Brano estratto:
※ ※ ※

Jacob Balzani Lööv: Il programma era di andare a Rafah, a sud della Striscia di Gaza, come parte di un progetto di attività psicosociali organizzato dalla ONG Vento di Terra. L’idea era, ed è tuttora quello che vogliamo continuare a proporre, di permettere ai ragazzi di fare un percorso di autonarrazione. Partiamo da una esplorazione del sé attraverso l’autoritratto — Rosy è bravissima — per proseguire nel percorso insegnandogli a raccontare storie che li riguardano, più o meno semplici a seconda dell’età. Secondo noi è un lavoro molto importante, soprattutto con chi ha subito violenze e traumi, perché permette di osservare sé stessi e la propria quotidianità dall’esterno, scoprendo, chissà, qualcos’altro della propria persona che la nostra interiorità nasconde.
Inoltre vogliamo creare storie che possano essere condivisibili, ovviamente con il consenso dei nostri soggetti. Curiamo molto il set e l’aspetto formale negli autoritratti per poter creare delle storie coinvolgenti a livello visivo per il pubblico.
Quando avete saputo che non avreste potuto fare quello che avevate progettato come avete reagito e come vi siete riorganizzati? Quali sono state le motivazioni che hanno dato nel negarvi l’accesso, avete avuto modo di approfondire?

※ ※ ※

Dati in ingresso:

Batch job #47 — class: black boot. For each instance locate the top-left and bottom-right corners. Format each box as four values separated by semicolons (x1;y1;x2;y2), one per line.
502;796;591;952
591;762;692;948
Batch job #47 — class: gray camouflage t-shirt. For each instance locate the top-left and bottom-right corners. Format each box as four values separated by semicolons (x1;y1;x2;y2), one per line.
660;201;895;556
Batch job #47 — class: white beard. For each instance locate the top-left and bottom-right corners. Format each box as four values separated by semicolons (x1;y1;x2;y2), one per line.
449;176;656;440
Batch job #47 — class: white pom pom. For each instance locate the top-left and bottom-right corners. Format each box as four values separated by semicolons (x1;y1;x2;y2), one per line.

※ ※ ※

Cosa si chiede:
- A) Secondo il brano estratto, quale ONG organizzava il progetto di attività psicosociali a Rafah?
- B) Ricopia fedelmente i record dalla riga che contiene "Batch job #47 — class: white beard." fino alla fine dei record, entrambi gli estremi compresi.
Il brano e i record non hanno alcun rapporto tra loro.

Soluzioni:
- A) La ONG Vento di Terra.

- B)
Batch job #47 — class: white beard. For each instance locate the top-left and bottom-right corners. Format each box as four values separated by semicolons (x1;y1;x2;y2), one per line.
449;176;656;440
Batch job #47 — class: white pom pom. For each instance locate the top-left and bottom-right corners. Format each box as four values separated by semicolons (x1;y1;x2;y2), one per line.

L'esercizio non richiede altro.